— Instructions for the task —
Could you copy out every one of the entries below word for word, leaving the pictures out?
── Records for this task
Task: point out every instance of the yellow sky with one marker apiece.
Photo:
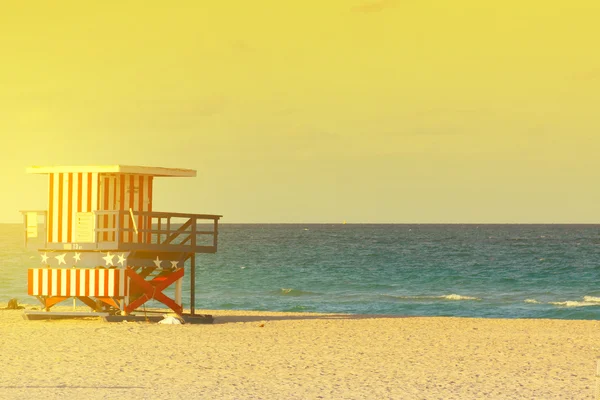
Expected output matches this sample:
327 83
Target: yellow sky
313 111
────
— Completed exercise —
Task: point out every instance of the yellow sky with one marker apiece.
Photo:
Expected output matches this sample:
327 83
Target: yellow sky
313 111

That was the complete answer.